REQUIREMENT:
Reproduce the following items word for word, omitting the pictures.

Image location labeling items:
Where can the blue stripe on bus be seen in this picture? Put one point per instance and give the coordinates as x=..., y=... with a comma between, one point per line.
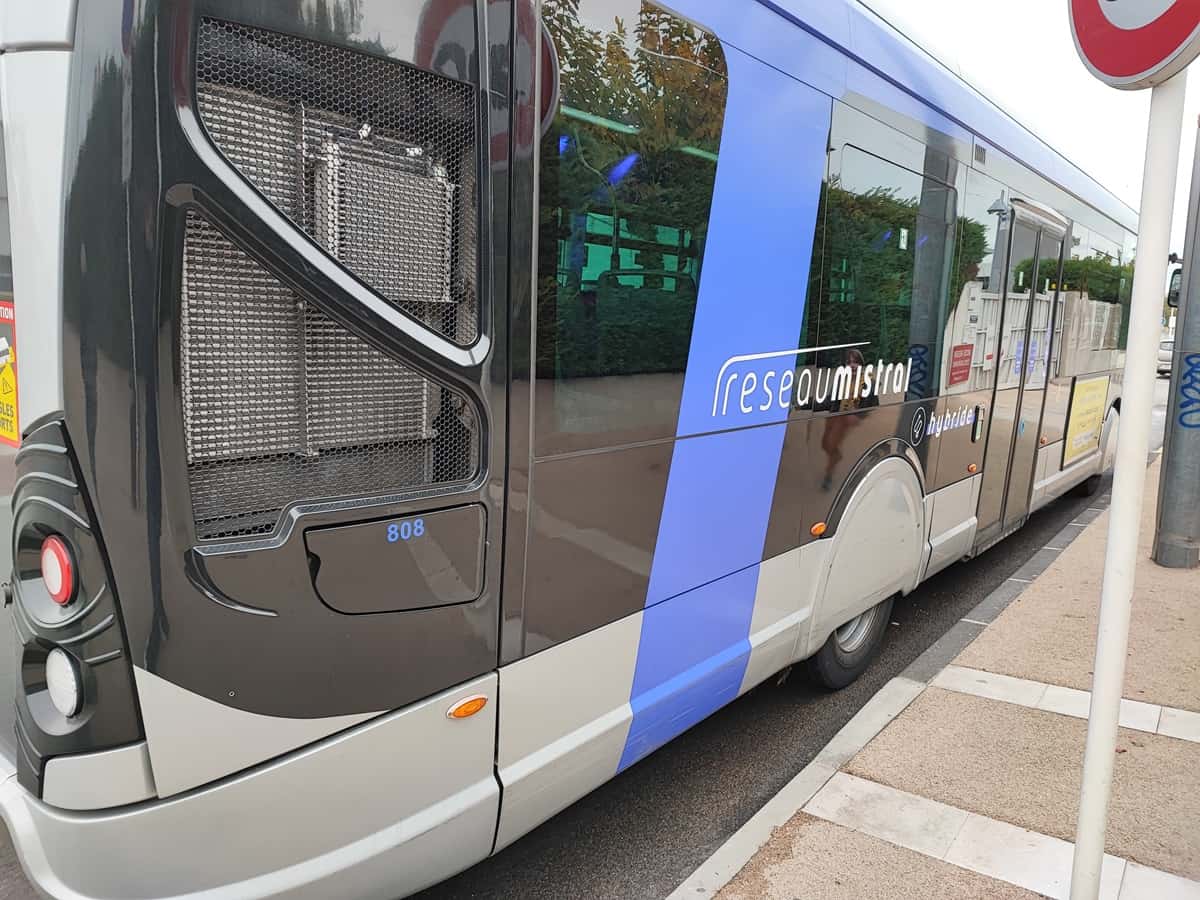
x=695, y=645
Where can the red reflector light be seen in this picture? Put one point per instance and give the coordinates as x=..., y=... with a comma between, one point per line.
x=58, y=570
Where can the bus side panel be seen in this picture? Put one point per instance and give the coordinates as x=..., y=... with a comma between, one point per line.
x=695, y=646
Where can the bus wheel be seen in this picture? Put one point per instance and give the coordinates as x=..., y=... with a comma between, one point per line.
x=850, y=648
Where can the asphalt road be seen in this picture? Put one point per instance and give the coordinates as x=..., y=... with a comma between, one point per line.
x=646, y=831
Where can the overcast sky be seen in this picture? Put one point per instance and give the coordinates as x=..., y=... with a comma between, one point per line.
x=1020, y=54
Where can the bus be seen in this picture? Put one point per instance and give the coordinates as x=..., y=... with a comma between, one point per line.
x=430, y=408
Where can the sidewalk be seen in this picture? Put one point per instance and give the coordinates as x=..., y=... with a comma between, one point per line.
x=963, y=780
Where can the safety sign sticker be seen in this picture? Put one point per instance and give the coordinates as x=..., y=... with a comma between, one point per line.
x=10, y=429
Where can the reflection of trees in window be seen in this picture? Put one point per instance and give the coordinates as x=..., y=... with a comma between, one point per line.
x=627, y=184
x=341, y=19
x=871, y=243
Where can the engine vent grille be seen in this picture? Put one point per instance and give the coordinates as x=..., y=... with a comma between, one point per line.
x=281, y=403
x=377, y=161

ANSWER:
Where can the blue stripe on bus be seen in this picture? Put one point per instance and give the coordinates as x=..., y=... with a comma between, one point per line.
x=695, y=645
Where can the red reflector light be seen in this picture? Put one point per instance and give the coordinates as x=..., y=... with a comma between, one point per line.
x=58, y=570
Where can the bus side panel be seen in this picture? Put one point per instance and give the coordinates as x=..., y=... with a comma between, one point per line.
x=695, y=646
Where can the bus wheel be seen in this picture? Put one point per instance and give the coordinates as x=..., y=... with a comma between, one point per line.
x=850, y=648
Where can the asphalt road be seen in this picture? Put one point per instance and give the coordinates as x=..., y=... with a comma between, one point per line.
x=646, y=831
Where can the overcast sky be seen in this picture? Put one point per instance and give the coordinates as x=..., y=... with a comma between, one point per line.
x=1020, y=54
Where can the bus be seen in this picture? Put one point per instance and give the coordinates as x=..., y=... with a comma between, one point per line.
x=430, y=408
Where can the sidewalk be seen in this picture? Put one point per instance and give the coordinates as x=..., y=... with a comma between, one point per line.
x=963, y=780
Where can the safety sign sticker be seen in this picture? Put one point per instance and give the coordinates as x=..., y=... with a comma between, one point per line.
x=10, y=429
Where can the reflection of trees in window be seen in this picture? Put one point per instance and give the coordinates as x=..., y=... with a comma between, one point per line.
x=627, y=184
x=341, y=19
x=871, y=243
Where can the engine vent grille be seen in this picture? Put one point per instance and give the coordinates as x=..., y=... with a comma between, one point per line.
x=281, y=403
x=377, y=161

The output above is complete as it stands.